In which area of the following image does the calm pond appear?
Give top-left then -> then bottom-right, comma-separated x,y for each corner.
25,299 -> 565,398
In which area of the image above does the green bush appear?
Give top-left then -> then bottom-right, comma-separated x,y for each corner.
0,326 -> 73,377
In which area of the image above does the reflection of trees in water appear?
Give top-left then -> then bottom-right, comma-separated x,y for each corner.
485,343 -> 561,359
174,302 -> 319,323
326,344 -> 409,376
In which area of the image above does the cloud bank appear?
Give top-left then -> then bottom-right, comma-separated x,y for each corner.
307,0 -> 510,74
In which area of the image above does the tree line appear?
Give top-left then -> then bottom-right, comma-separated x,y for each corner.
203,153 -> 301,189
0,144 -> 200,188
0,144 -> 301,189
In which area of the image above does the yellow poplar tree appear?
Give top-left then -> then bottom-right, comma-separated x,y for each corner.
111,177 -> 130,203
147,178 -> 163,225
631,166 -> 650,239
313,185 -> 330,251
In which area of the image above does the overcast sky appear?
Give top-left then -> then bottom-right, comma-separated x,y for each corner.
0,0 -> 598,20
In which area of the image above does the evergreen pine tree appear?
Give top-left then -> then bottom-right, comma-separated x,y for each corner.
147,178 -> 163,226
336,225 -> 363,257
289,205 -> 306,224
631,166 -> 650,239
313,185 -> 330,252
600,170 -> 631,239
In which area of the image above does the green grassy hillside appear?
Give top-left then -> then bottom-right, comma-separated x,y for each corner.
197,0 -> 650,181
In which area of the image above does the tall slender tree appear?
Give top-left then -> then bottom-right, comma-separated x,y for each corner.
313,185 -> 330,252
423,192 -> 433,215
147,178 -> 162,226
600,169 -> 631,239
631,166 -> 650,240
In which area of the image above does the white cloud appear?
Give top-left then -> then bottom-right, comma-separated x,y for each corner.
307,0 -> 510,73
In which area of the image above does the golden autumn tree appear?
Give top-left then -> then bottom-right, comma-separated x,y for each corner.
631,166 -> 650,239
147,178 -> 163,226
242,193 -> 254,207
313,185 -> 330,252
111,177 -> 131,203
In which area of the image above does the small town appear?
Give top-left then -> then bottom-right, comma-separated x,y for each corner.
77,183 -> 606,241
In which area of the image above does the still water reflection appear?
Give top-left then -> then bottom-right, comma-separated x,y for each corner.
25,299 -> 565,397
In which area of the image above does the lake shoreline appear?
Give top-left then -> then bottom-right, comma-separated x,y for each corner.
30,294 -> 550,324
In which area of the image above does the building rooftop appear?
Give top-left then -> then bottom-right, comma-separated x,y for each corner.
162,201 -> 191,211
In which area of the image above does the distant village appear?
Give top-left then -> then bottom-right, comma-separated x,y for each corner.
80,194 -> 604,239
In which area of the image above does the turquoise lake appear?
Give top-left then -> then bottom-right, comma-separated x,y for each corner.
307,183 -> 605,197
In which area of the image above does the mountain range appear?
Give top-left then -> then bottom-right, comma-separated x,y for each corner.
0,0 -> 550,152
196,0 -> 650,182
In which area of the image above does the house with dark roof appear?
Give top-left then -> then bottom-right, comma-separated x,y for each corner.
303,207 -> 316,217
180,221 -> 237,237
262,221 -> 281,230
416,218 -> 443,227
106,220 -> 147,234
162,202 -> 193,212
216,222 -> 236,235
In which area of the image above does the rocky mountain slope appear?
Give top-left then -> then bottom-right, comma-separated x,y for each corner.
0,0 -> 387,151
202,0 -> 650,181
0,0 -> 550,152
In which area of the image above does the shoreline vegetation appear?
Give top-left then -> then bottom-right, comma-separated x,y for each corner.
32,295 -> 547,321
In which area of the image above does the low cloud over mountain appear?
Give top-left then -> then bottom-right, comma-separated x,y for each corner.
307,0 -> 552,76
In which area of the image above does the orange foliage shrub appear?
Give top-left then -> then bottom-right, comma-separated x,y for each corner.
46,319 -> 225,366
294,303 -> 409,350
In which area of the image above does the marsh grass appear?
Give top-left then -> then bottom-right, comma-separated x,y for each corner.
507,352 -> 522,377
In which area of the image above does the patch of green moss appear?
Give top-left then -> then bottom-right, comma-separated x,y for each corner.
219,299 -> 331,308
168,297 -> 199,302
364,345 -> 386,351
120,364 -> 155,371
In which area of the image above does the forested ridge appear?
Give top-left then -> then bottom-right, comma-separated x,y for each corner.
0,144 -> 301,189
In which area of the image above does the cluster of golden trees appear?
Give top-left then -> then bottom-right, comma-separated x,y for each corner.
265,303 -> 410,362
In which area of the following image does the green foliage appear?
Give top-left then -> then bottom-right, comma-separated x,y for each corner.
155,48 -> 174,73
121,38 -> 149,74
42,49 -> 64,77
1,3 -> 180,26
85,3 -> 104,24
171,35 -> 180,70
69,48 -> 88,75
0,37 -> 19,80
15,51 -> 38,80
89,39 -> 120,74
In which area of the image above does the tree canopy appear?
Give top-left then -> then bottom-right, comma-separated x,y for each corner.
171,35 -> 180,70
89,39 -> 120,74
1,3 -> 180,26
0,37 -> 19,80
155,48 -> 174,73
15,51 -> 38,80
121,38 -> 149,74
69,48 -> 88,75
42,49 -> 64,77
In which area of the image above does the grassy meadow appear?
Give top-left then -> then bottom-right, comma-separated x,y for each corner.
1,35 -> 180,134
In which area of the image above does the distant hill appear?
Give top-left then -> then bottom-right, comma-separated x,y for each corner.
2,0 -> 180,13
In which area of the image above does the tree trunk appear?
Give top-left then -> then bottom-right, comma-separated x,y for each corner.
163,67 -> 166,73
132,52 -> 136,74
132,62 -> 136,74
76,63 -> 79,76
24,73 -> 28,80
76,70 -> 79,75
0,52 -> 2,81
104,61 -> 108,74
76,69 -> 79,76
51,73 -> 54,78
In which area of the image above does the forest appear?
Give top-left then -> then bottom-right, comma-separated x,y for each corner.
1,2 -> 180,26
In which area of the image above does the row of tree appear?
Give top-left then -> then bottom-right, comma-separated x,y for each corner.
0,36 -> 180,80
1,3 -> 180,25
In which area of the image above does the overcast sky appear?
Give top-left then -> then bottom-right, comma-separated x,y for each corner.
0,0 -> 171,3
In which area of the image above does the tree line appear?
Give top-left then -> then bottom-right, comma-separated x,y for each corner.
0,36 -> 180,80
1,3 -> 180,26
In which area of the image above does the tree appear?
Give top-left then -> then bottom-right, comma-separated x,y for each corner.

Exercise
Could you restate, word for word, the lines above from the one with "In which area of the image above does the mountain" to the one with "In which area of the image above does the rocky", both included?

Written reply
In which area of the image above does the mountain range appear?
Give top-left then -> then bottom-right, comma-separated x,y for each corner.
0,0 -> 550,152
196,0 -> 650,182
In which area of the image above does the house with dark roof appear?
Give top-left then -> then bottom-right, comma-separated x,y for each corner.
303,207 -> 316,217
180,221 -> 237,237
262,221 -> 281,230
416,218 -> 443,227
106,220 -> 147,234
162,202 -> 193,212
216,222 -> 236,235
In which area of the image above does the rocky mountain slope appear?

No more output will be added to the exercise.